___ Extracted material ___

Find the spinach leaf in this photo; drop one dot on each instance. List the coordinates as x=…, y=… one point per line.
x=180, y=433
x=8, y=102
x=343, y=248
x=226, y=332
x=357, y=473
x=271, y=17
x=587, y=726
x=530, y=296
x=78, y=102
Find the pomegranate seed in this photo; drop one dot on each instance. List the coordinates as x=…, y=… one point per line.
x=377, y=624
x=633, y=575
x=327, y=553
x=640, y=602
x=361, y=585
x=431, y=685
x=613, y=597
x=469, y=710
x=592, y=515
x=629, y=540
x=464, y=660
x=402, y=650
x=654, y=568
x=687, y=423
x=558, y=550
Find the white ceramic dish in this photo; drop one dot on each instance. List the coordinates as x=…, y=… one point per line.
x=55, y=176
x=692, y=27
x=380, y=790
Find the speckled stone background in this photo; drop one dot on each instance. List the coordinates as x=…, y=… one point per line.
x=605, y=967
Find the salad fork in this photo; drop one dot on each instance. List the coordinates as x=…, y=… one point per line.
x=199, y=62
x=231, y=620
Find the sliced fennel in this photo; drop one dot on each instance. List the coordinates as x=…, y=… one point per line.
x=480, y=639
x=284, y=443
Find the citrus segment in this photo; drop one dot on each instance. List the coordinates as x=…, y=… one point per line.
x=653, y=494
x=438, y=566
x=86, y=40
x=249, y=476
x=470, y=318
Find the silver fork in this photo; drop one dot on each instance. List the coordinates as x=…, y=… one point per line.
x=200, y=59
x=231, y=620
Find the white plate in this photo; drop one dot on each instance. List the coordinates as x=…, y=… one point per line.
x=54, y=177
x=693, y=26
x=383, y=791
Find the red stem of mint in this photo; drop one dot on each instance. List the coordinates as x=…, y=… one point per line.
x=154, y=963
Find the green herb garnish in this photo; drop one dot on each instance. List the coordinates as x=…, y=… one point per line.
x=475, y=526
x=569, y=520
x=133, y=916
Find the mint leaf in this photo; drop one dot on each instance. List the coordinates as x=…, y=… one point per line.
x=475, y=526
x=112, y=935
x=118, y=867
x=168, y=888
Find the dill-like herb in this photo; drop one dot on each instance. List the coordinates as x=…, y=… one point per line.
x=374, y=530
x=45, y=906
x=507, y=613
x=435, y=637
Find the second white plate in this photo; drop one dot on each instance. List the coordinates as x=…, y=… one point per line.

___

Goal
Rewrite each of the records above with "drop one dot" replaced by "place one marker", keeping all other text the same.

Expected answer
Find the spinach leaf in this photo; place one marker on each instance. List the coordinates as x=…, y=… one point per line.
x=180, y=433
x=8, y=102
x=343, y=248
x=226, y=332
x=357, y=473
x=271, y=17
x=587, y=726
x=530, y=296
x=78, y=102
Find the pomegranate seed in this photo; place one marker on each instance. List the coordinates as x=…, y=… one point per line.
x=377, y=624
x=633, y=575
x=327, y=553
x=640, y=602
x=361, y=585
x=431, y=685
x=613, y=597
x=469, y=710
x=592, y=515
x=629, y=540
x=464, y=660
x=402, y=650
x=654, y=568
x=687, y=423
x=558, y=550
Find the white ceramic dish in this photo; place one marker on each instance. List the coordinates as x=…, y=… one point per line.
x=55, y=176
x=692, y=27
x=380, y=790
Find the speckled stone background in this photo; place one marker on each instance. List the coordinates as x=…, y=… one point per line.
x=605, y=967
Find the salad fork in this photo; place one marker on each instance. List the coordinates as x=…, y=… one point per line.
x=199, y=62
x=231, y=620
Find the sliced fennel in this photo; place one marker on each instance. List the coordinates as x=…, y=… one point per line.
x=480, y=639
x=284, y=443
Find the citrus segment in this photo; place one marker on each instance. List the coordinates as x=…, y=… one point per line.
x=653, y=494
x=438, y=566
x=86, y=40
x=249, y=476
x=470, y=318
Find the silver fork in this photo; place one marker on each instance. List the coordinates as x=…, y=… one point per line.
x=200, y=59
x=231, y=620
Find the white plate in this photo; place one marker on each instance. List the coordinates as x=…, y=… one point per line.
x=54, y=177
x=693, y=26
x=383, y=791
Find the red stem of mint in this photo; place one marker on each instance. List the coordinates as x=…, y=… one point per line.
x=154, y=963
Find the green herb garnish in this photo; place one marker on each instance. List the coordinates as x=…, y=… one point per line.
x=475, y=526
x=569, y=520
x=133, y=916
Find the mint leaf in this photo; place one marker on each instance. List the coordinates as x=…, y=… one point per line.
x=475, y=526
x=112, y=935
x=118, y=867
x=168, y=888
Find the dill-like herb in this photo; place one marker on each instance. List the coordinates as x=…, y=… one point per line.
x=374, y=530
x=45, y=906
x=507, y=613
x=435, y=637
Find the second white plate in this photo; place one marker on each instance. List the coordinates as x=…, y=… one point per line.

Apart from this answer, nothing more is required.